*TRY IT*
Set every record down again, exactly and completely.

[Point localization data]
::::::
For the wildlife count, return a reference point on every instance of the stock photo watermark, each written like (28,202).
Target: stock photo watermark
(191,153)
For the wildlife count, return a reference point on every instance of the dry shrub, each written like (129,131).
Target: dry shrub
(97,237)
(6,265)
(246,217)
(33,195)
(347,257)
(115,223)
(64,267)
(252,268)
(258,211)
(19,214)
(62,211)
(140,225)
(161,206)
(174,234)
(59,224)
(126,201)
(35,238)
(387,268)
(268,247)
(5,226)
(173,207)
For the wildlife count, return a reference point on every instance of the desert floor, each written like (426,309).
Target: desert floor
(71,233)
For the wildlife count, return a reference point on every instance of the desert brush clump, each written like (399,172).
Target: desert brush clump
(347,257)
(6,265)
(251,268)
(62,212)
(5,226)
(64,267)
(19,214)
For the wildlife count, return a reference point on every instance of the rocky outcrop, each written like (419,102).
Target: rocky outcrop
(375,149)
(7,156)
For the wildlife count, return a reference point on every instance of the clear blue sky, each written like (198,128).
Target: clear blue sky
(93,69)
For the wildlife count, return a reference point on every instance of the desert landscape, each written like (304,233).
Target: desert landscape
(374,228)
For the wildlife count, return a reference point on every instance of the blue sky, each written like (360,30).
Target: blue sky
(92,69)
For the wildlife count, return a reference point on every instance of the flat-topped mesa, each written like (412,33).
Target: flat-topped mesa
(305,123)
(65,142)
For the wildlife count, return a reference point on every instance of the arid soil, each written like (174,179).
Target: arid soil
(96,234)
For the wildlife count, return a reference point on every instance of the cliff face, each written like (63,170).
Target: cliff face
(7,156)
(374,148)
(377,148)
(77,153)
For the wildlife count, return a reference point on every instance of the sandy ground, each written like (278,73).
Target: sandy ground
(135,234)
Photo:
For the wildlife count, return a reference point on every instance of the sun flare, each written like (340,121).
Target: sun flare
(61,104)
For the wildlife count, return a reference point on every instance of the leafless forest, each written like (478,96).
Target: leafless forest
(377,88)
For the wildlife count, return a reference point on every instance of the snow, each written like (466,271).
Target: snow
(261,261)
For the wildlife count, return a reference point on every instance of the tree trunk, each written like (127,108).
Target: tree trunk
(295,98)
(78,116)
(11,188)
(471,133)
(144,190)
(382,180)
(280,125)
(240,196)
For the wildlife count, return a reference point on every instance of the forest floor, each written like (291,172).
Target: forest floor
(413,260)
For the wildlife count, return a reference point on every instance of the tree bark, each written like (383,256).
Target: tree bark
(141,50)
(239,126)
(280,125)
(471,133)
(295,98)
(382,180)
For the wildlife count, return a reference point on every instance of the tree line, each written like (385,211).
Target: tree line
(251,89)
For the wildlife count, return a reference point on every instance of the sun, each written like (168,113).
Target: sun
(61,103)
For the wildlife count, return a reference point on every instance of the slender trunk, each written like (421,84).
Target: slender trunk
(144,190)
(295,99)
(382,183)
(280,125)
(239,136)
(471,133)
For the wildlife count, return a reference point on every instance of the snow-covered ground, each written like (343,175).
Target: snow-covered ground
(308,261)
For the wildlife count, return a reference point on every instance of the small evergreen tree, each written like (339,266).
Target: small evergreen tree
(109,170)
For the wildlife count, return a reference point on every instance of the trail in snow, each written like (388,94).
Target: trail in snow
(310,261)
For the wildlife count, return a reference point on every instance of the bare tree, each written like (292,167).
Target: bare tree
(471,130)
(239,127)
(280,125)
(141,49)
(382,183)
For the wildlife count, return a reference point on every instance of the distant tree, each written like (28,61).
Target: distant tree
::::::
*OUTPUT*
For the wildlife count, return a reference point on every instance of the stock photo watermark, each written like (28,202).
Target: stock photo watermark
(191,153)
For the wildlife count, return a reference point on every instance of the dry shrub, each written like (129,131).
Target: dry shrub
(97,237)
(6,265)
(246,217)
(33,195)
(347,257)
(115,223)
(64,267)
(252,268)
(258,211)
(19,214)
(62,211)
(140,225)
(161,206)
(174,234)
(59,224)
(126,201)
(35,238)
(387,268)
(268,247)
(5,226)
(173,207)
For the wildlife count, return a reference point on every instance of the desert floor, each written like (426,309).
Target: desert floor
(71,233)
For the wildlife count, return a reference point on every instance of the desert brush clump, each written like (399,172).
Target: desert brush clump
(347,257)
(6,265)
(251,268)
(62,212)
(5,226)
(64,267)
(19,214)
For the wildlife count, return a reference point on every instance of the rocky outcrop, each written like (419,102).
Target: rocky outcrop
(375,149)
(7,156)
For the wildlife count, return a reference point on every instance of the clear blue sky, each written like (198,128).
Target: clear blue sky
(93,69)
For the wildlife count, return a reference point on every instance of the desert landscape, each written like (304,233).
Target: desert landscape
(374,228)
For the wildlife count, return a reference point on every instance of the blue sky, each written like (360,30).
Target: blue sky
(92,69)
For the wildlife count, return a reference point on every instance of the flat-topped mesa, each written like (412,33).
Target: flat-topped mesa
(305,123)
(65,142)
For the wildlife count, return a reference point on every instance of the arid soil, each written like (174,179).
Target: arid soil
(96,234)
For the wildlife count, return a reference point on every instance of the cliff face, each written like (63,170).
Target: cliff face
(7,156)
(374,148)
(377,148)
(77,153)
For the wildlife count, return a reference point on every instance of the sandy ground, each written like (278,73).
Target: sandy ground
(135,234)
Photo:
For the wildlife count, return a reference point on every instance of the sun flare, each written like (340,121).
Target: sun flare
(61,104)
For the wildlife count, return a reference point on every instance of the leafless forest, each written like (478,96).
Target: leafless forest
(377,88)
For the wildlife count, return a reference point on every instance of the snow, each written like (466,271).
Target: snow
(261,261)
For the wildlife count, return a reference point on every instance of the tree trunk, each written like (127,108).
Target: tree trunk
(295,98)
(78,116)
(11,188)
(471,133)
(144,190)
(382,180)
(280,125)
(240,196)
For the wildlife count, return a reference point on every instance of the forest floor, each written like (291,172).
Target: forest floor
(413,260)
For the wildlife count, return a reference point on every instance of the tree bark, each written like (383,256).
Target: tree bark
(141,50)
(239,126)
(280,125)
(471,133)
(295,98)
(382,180)
For the wildlife count, return a reference point on every instance of the tree line, each written like (385,211).
Target: tree line
(251,89)
For the wildlife count, return a reference point on every instance of the sun, each written like (168,113).
Target: sun
(61,103)
For the wildlife count, return a reference point on every instance of the slender trunk, each written like (421,84).
Target: slender trunk
(144,190)
(295,99)
(382,183)
(280,125)
(239,136)
(471,133)
For the wildlife count, return a reference point on every instance of the snow-covered ground, each written like (343,175).
Target: snow-covered ground
(308,261)
For the wildlife count, return a reference point on every instance of the small evergreen tree, each written like (339,266).
Target: small evergreen tree
(109,170)
For the wildlife count, return a reference point on every instance of the trail in snow, each written like (388,94).
Target: trail in snow
(310,261)
For the wildlife count, return a reference point on every instance of the bare tree, each written like (292,167).
Target: bare tree
(471,130)
(239,127)
(280,125)
(141,49)
(382,183)
For the wildlife count, return a reference point on every instance of the distant tree, each written like (28,61).
Target: distant tree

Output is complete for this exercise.